Repeat the records in full and exactly, omitting pictures.

[begin DATA SHOWN]

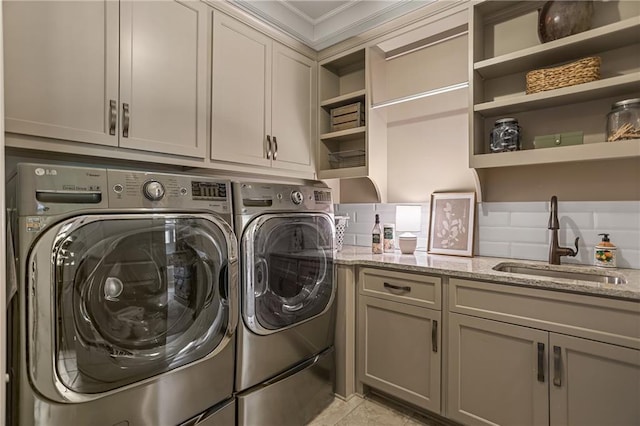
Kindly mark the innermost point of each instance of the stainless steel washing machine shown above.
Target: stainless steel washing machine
(285, 357)
(127, 298)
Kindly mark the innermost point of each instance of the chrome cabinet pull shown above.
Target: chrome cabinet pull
(125, 120)
(275, 148)
(434, 336)
(397, 287)
(113, 116)
(557, 366)
(268, 147)
(541, 362)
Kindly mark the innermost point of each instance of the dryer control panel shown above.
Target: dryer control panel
(252, 197)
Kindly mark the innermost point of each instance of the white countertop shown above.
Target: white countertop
(481, 268)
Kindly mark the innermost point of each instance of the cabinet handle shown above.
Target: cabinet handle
(557, 366)
(268, 147)
(434, 336)
(125, 120)
(275, 148)
(113, 116)
(541, 362)
(397, 287)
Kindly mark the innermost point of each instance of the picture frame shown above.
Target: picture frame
(452, 223)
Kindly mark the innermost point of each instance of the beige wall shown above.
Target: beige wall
(3, 238)
(427, 139)
(429, 152)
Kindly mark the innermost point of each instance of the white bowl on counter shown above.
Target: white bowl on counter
(407, 243)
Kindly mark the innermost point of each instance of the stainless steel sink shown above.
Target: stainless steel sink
(556, 272)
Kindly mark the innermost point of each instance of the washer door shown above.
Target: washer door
(288, 270)
(135, 296)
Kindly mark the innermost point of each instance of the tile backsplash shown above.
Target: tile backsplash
(518, 230)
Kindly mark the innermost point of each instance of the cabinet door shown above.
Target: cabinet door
(294, 89)
(496, 373)
(163, 76)
(399, 350)
(61, 69)
(593, 383)
(241, 93)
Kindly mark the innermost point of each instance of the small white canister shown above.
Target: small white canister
(388, 237)
(605, 253)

[end DATA SHOWN]

● **RESULT**:
Kindly mark the innermost point of each instance of the stainless steel washing machine shown above.
Target: stainless steel washing machine
(285, 357)
(127, 298)
Kindly mark the innermost point of each instance of the chrome cabinet pull shown above.
Target: chrome cabinet pull
(125, 120)
(275, 148)
(434, 336)
(397, 287)
(113, 116)
(557, 366)
(268, 147)
(541, 362)
Kindly mark the innermost point of each instance of the dryer control panel shown above.
Target: dryer control panel
(252, 197)
Kindly mark the innermost point of each instance of the white countertop shown above.
Target: white countertop
(481, 268)
Kindly mark the innermost point of each instance of the cabinet handle shown above.
Target: cabinet handle
(557, 366)
(268, 147)
(434, 336)
(125, 120)
(275, 148)
(113, 116)
(541, 362)
(397, 287)
Kindly mark the innermost point of each instance of the picture frame shown above.
Target: picture frame
(452, 223)
Kindly mark the innermost point of each instance of the beige wall shown above.
Target: beige wall
(3, 238)
(427, 139)
(429, 152)
Kindly mark the innermost point of each instance of the white bowl on counter shown above.
Target: white bowl on counter
(407, 243)
Kindly mark the innermost point of each instance of the stainless steel sink shown above.
Target: stainless steel sink
(556, 272)
Kindly mark the innermost point of each instance of the washer door shown above.
Target: washer door
(288, 270)
(135, 296)
Kindly mark the innermost point of each instance of the tile backsplash shown above.
Target: tile backsplash
(518, 230)
Kindly mark the innermost point of each instance of the cabinet door shown above.
Target: cabinet door
(294, 89)
(496, 373)
(163, 76)
(399, 350)
(61, 69)
(593, 383)
(241, 93)
Kindly mark the innermost point of each instance of the small white canister shown above.
Target: small white canister
(388, 237)
(605, 253)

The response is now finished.